=== Aim of the task ===
Reproduce each of the entries below word for word, leaving the pictures out of your answer.

=== Extracted records ===
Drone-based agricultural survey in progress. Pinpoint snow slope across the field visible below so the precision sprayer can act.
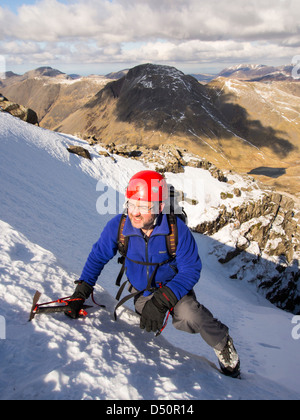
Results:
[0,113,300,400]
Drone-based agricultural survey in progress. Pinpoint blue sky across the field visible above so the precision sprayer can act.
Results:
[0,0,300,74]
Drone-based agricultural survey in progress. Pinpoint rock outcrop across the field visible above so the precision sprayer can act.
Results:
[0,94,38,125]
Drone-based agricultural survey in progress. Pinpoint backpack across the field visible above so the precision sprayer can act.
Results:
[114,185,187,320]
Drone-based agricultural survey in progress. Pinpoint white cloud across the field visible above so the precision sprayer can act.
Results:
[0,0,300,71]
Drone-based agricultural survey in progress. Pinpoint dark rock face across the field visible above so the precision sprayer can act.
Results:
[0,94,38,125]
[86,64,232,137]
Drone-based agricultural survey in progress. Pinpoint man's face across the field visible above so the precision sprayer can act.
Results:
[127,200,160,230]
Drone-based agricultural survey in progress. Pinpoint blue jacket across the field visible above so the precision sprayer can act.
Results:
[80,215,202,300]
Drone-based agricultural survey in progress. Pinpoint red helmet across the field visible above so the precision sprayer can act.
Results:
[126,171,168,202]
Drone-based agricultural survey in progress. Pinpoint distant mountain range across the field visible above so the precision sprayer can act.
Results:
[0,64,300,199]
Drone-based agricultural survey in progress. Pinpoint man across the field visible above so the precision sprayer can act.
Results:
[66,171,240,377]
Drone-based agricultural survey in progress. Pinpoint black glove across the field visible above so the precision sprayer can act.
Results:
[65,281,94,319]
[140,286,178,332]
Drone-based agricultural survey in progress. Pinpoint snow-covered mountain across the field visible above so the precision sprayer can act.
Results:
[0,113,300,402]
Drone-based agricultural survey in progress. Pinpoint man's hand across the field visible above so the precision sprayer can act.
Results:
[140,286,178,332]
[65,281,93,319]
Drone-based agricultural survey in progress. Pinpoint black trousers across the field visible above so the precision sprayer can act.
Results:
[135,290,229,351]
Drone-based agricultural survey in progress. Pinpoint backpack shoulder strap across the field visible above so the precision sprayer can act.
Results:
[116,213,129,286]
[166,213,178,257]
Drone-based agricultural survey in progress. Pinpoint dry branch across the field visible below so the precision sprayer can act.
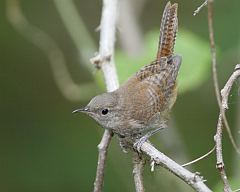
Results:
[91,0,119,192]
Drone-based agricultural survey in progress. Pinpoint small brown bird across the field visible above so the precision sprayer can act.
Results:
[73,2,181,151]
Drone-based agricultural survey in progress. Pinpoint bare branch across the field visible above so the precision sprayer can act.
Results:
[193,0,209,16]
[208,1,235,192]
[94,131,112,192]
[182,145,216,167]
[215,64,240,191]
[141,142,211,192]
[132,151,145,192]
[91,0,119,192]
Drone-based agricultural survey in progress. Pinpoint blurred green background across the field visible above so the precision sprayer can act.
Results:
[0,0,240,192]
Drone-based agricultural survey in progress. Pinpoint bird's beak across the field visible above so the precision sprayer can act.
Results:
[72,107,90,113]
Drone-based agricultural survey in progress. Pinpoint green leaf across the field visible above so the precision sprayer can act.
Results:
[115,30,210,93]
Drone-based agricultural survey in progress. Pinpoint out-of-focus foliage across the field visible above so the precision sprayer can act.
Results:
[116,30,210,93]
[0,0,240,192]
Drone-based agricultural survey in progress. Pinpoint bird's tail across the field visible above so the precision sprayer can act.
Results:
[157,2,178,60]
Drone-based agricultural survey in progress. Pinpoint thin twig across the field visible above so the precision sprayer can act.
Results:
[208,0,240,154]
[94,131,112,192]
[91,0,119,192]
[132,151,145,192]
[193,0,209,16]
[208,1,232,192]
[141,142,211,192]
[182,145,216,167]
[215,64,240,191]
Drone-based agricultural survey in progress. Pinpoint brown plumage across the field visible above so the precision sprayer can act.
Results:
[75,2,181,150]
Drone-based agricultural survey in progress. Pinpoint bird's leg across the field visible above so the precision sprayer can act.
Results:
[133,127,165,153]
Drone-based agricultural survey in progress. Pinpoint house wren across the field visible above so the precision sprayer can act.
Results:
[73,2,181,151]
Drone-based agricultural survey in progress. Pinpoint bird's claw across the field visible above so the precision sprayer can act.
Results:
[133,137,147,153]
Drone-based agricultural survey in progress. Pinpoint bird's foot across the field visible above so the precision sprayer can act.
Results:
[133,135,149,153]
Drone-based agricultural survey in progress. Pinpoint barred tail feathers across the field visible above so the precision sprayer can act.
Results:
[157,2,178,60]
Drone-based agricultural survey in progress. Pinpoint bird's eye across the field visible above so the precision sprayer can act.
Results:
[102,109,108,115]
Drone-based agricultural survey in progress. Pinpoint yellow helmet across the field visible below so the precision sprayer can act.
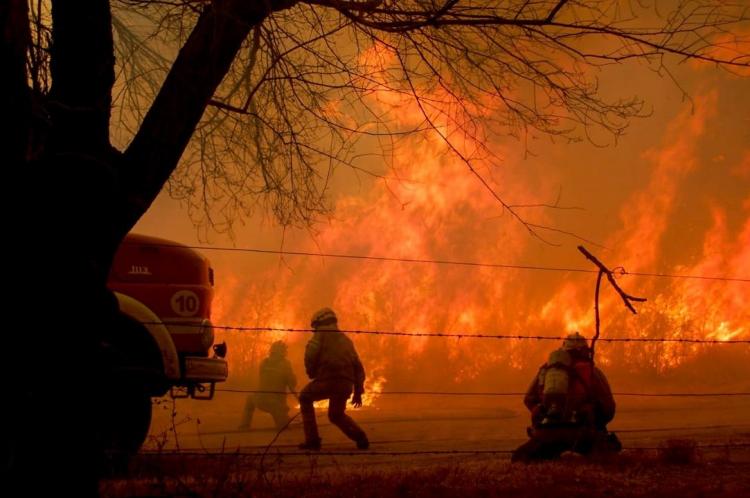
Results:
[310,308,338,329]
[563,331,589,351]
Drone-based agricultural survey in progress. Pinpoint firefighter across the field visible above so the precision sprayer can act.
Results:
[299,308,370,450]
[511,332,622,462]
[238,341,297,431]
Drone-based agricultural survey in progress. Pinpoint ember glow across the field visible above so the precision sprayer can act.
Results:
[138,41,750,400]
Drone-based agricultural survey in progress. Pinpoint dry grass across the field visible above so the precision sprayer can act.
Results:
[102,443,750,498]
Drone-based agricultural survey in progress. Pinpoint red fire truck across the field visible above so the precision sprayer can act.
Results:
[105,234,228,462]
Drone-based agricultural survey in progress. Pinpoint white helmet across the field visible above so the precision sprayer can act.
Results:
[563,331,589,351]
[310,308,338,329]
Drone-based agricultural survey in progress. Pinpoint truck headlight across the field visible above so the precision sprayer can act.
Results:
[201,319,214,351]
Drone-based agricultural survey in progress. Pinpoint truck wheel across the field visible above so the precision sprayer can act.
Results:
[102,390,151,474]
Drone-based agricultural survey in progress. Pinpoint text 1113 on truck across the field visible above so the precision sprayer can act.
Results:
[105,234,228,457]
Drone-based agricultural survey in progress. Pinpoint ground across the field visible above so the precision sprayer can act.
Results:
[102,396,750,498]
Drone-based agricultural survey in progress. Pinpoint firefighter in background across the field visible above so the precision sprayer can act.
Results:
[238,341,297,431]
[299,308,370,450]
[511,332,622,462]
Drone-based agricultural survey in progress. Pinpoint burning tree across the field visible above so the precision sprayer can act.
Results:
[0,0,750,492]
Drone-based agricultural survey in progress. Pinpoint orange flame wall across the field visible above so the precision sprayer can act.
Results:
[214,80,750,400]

=== Solution below ===
Drone-based agricultural survey in progress. Pinpoint snow slope across the field visible below so the precision sprayer can act.
Results:
[0,113,300,400]
Drone-based agricultural survey in progress. Pinpoint blue sky across the field visible above so the precision sprayer can act.
Results:
[0,0,300,74]
Drone-based agricultural survey in progress. Pinpoint rock outcrop across the field visible above so the precision sprayer can act.
Results:
[0,94,38,125]
Drone-based agricultural survey in progress. Pinpoint backpack across the field visible above so the precision sprayer can act.
Results:
[114,185,187,320]
Drone-based agricultural survey in progress. Pinpoint white cloud across the field visible above so the precision sprayer can act.
Results:
[0,0,300,71]
Drone-based agricultural survey in progress. Pinpoint dark rock face across the field visible above so the precision sprayer can act.
Results:
[0,94,38,125]
[86,64,232,137]
Drone-based agricultural survey in progress. Pinpoint man's face across the field visible above so the precision sprayer can act.
Results:
[127,200,160,230]
Drone-based agricultural survey in progress. Pinpoint blue jacket across the field visible above so the precision sprayer can act.
Results:
[80,215,202,300]
Drone-based agricultural survey in progress. Pinpoint red helmet across the field visible above so the precision sprayer can act.
Results:
[126,171,168,202]
Drone-based agricultural survey in progress. Pinpoint distant mountain range across the field visible above so the precision sprayer can act.
Results:
[0,64,300,199]
Drone-based agricultural survey in progress. Pinpoint man across the field visible above so the precision sprayer can act.
Results:
[66,171,240,377]
Drone-based agricultural survey in progress. Pinpoint black glove across the field visible above so the precision sprayer can act.
Results:
[65,281,94,319]
[140,286,178,332]
Drone-based agricultural survey in progress. Pinpoint snow-covered mountain across the field visible above so the precision sprayer can act.
Results:
[0,113,300,402]
Drone-based agricultural survey in progress. Pinpoint man's hand across the field visible above so the precision sprayer can act.
Results:
[140,286,178,332]
[65,281,93,319]
Drone-based agricultural survey in progress. Pinpoint black trousers across the field visible above so the precision sprayer can act.
Results:
[135,290,229,351]
Drone-based agricultural survey in progress. Pinpoint backpack shoulder strap across the field visible above so the precision sprayer can act.
Results:
[116,213,129,286]
[166,213,178,257]
Drone-based agricultural survey in progress. Pinpoint dry branch across the field visible below so the precision sprayer can act.
Results:
[91,0,119,192]
Drone-based agricultural survey in progress. Pinpoint small brown bird across the field visible above so the precision sprayer can act.
Results:
[73,2,181,151]
Drone-based agricultural survey in progress. Pinpoint bare branch across the field visible above so the precision sprayer can act.
Results:
[193,0,209,16]
[208,1,235,192]
[94,131,112,192]
[182,145,216,167]
[215,64,240,191]
[141,142,211,192]
[132,151,145,192]
[91,0,119,192]
Drone-based agricultural survey in progress. Pinpoint blurred green background across the field visible above so the precision sprayer can act.
Results:
[0,0,240,192]
Drone-based agricultural survey in progress. Pinpoint bird's beak across the field visible above so the precision sprayer can act.
Results:
[72,107,90,113]
Drone-based agricultural survey in progress. Pinpoint green leaf across the field visible above so the precision sprayer can act.
Results:
[115,30,210,93]
Drone-based agricultural survey in progress. Pinpoint out-of-focus foliage across the field visible above so the precision sprayer can act.
Results:
[116,30,210,93]
[0,0,240,192]
Drone-based agricultural survey in progress. Pinpoint bird's tail across the field visible above so the precision sprayer can act.
Results:
[157,2,178,60]
Drone-based agricultural survey in progress. Pinpoint thin twig across the field visible above so the precision sprayer can act.
Results:
[208,0,240,154]
[94,131,112,192]
[91,0,119,192]
[132,151,145,192]
[193,0,209,16]
[208,1,232,192]
[141,142,211,192]
[182,145,216,167]
[215,64,240,191]
Drone-based agricultural survey in progress. Pinpoint brown plumage across the field visible above so the precision sprayer can act.
Results:
[75,2,181,150]
Drone-based agricultural survey in progress. Pinpoint bird's leg across the field visible above so the precision sprayer can act.
Results:
[133,127,165,153]
Drone-based agricultural survey in progress. Pinpoint house wren across the field visible above so the precision sprayer can act.
Results:
[73,2,181,151]
Drone-based agricultural survey in progress. Pinpoint bird's claw across the field visible above so the precision sprayer can act.
Results:
[133,137,147,153]
Drone-based agricultural survey in progress. Pinpoint bird's foot across the field visible above so the precision sprayer can act.
Results:
[133,135,149,153]
Drone-based agricultural survey in progress. Pinpoint barred tail feathers across the field visible above so the precision sprayer can act.
Results:
[157,2,178,60]
Drone-based agricultural survey in progress. Pinpoint bird's eye across the field visible above so the precision sprayer can act.
Results:
[102,109,108,115]
Drone-based agricultural survey in progress. Pinpoint yellow helmet across the field visible below so the precision sprayer can act.
Results:
[310,308,338,329]
[563,331,589,351]
Drone-based agricultural survey in progress. Pinpoint firefighter across the field visible above so the precision sprayer can act.
Results:
[299,308,370,450]
[511,332,622,462]
[238,341,297,431]
Drone-based agricultural survey in progress. Pinpoint ember glow across the field visible above so the precision sprayer can act.
Results:
[138,41,750,400]
Drone-based agricultural survey in progress. Pinpoint dry grass across the field visible above so the precision sprayer can act.
Results:
[102,443,750,498]
Drone-based agricultural survey in progress. Pinpoint red fire truck across the field visible above so the precision sprayer can act.
Results:
[105,234,228,462]
Drone-based agricultural survey in progress. Pinpoint white helmet across the field visible above so the precision sprayer can act.
Results:
[563,331,589,351]
[310,308,338,329]
Drone-based agricultural survey in progress. Pinpoint truck headlight across the field visible above so the precision sprayer can act.
Results:
[201,319,214,351]
Drone-based agricultural survey in progress. Pinpoint truck wheel across the field visible above so the precision sprayer can act.
Results:
[102,390,151,474]
Drone-based agricultural survey in progress. Pinpoint text 1113 on truck across the field visible above so the precision sprayer can act.
Results:
[105,234,228,457]
Drone-based agricultural survey in progress. Pinpoint ground across the field visible above so the precision sprayer can act.
Results:
[102,396,750,498]
Drone-based agricultural survey in progress. Pinpoint firefighter in background across the field visible above so the precision sprayer can act.
Results:
[238,341,297,431]
[299,308,370,450]
[511,332,622,462]
Drone-based agricultural survey in progress. Pinpoint burning tree across the field visible above so the precision sprayer can act.
Results:
[0,0,750,492]
Drone-based agricultural survey in progress. Pinpoint orange flame wall across the field visible above so the precision sprayer can act.
Results:
[214,80,750,400]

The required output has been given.